My perspective is that the PHB is primarily for player-facing options. Magic items are used by players, but the player can't generally choose between them in the way they can choose between races, classes/subclasses, backgrounds or spells. Instead, they have access to the specific items they come across in the course of gameplay. This is primarily a matter of worldbuilding/adventure building, so I think the DMG is the best place for magic items.


----------



## Yora (Nov 5, 2022)

Return to having actual advice on gamemastering skills in the book.
1st edition was a big mess 43 years ago, but at least it tried. Star Wars Roleplaying Game had a great Gamemaster Handbook back in the 90s that didn't need any additional game mechanics or tables to fill out its page count.
Make the book an actual guide, not just a collection of mechanics that didn't fit in the PHB.


----------



## Lojaan (Nov 5, 2022)

It's gonna maybe sound weird but... make the DMG something that people _want_ to read?

I think that so few people having read it shows you the real problem. DMs just wanna have fun yeah? And the DMG is a full on textbook.

So to add to this thread - what do people think could make people want to read the DMG? What could make it fun and interesting?

Here are some ideas:

Articles from high profile DMs on how they do things
Super cool art
Really basic instructions on how to actually DM, specifically how to:

Describe the scene
Invite player action
Narrate action results (and repeat)
(Include examples of what NOT to do)
Weapon and armour game formula and advice on how to create your own, same for spells and classes
Some monster ecologies
How to world build using geopolitics (like the great YouTube channel by Baron de Ropp, https://youtube.com/c/DungeonMasterpiece)
Tips on how to invoke certain player/game experience (horror/fey whimsy/mystery etc...)
How to have fun as a DM (and what to do when it stops being fun)
No DnD is better than bad DnD

That's just off the top of my head.

Who knows - if the DMG was as much fun as the PHB then maybe we would have more DMs.


----------



## tetrasodium (Nov 5, 2022)

I never read the 4e dmg but the 2e & 3.x dmg had good insight into running the game & the structure behind  mechanical crunch.  The 5e dmg however is like a grab bag of "PEACH my homebrew" that in far too many cases fails at rising to a level that wouldn't get mocked for being poorly thought out & incomplete.


Amrûnril said:


> My perspective is that the PHB is primarily for player-facing options. Magic items are used by players, but the player can't generally choose between them in the way they can choose between races, classes/subclasses, backgrounds or spells. Instead, they have access to the specific items they come across in the course of gameplay. This is primarily a matter of worldbuilding/adventure building, so I think the DMG is the best place for magic items.



I agree with most of this but having the magic items in the dmg when most players neither own nor read it presents two problems for me as a GM, magic items belong in the PHB or some other player facing book just like spells.

» Supplied material:

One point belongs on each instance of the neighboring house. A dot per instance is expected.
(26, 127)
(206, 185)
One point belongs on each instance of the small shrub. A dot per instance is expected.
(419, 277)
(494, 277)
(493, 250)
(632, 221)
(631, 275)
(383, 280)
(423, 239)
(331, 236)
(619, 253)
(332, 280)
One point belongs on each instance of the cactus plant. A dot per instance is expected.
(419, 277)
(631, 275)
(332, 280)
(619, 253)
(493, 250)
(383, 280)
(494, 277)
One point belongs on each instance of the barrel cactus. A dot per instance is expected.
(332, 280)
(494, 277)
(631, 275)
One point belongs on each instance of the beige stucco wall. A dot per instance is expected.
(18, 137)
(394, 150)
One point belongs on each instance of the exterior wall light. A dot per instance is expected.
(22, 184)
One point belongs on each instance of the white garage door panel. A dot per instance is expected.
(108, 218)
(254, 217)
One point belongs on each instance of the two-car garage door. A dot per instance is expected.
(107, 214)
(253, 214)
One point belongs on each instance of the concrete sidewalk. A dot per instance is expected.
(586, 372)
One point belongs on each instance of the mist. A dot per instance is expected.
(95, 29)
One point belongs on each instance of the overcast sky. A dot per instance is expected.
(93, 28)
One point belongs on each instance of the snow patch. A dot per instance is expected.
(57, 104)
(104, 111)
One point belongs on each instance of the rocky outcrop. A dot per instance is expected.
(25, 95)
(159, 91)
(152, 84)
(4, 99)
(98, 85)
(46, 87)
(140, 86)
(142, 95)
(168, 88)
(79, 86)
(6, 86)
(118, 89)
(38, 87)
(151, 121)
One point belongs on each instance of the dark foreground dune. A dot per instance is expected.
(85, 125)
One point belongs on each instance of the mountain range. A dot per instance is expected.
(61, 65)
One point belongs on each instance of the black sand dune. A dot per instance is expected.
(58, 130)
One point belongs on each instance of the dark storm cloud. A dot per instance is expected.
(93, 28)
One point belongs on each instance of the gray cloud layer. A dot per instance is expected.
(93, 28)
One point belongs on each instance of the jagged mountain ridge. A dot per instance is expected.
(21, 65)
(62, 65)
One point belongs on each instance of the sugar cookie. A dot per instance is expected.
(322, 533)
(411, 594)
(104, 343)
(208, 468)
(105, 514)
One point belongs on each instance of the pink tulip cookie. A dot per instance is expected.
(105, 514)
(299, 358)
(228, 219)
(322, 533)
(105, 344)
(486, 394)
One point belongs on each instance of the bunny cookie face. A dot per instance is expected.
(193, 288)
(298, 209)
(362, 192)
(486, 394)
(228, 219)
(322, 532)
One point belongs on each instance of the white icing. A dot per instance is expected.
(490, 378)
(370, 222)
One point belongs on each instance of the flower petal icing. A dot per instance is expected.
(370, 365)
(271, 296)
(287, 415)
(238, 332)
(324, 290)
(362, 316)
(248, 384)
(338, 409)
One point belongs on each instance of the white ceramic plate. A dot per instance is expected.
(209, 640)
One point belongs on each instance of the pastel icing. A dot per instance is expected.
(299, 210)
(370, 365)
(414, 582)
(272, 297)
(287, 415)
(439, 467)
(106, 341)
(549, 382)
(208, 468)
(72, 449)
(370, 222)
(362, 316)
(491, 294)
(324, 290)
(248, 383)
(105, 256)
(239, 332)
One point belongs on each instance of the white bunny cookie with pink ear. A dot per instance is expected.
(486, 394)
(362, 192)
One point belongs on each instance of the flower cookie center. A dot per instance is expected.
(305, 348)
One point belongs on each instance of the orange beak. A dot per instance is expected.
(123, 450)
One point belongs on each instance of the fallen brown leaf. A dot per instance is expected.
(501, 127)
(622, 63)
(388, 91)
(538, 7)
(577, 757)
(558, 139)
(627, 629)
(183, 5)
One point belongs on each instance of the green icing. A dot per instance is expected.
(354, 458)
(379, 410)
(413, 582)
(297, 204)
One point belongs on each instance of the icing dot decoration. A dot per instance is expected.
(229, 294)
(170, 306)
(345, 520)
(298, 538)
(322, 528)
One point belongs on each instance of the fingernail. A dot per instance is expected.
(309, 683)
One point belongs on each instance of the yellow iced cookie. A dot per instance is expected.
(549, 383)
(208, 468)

» Tasks to perform:
[A] In the DMG thread, which game does Yora say had a great Gamemaster Handbook back in the 90s?
[B] From the DMG thread, extract everything from "Tips on how" down to "have more DMs.".

» Solutions per task:
[A] Star Wars Roleplaying Game

[B]
Tips on how to invoke certain player/game experience (horror/fey whimsy/mystery etc...)
How to have fun as a DM (and what to do when it stops being fun)
No DnD is better than bad DnD

That's just off the top of my head.

Who knows - if the DMG was as much fun as the PHB then maybe we would have more DMs.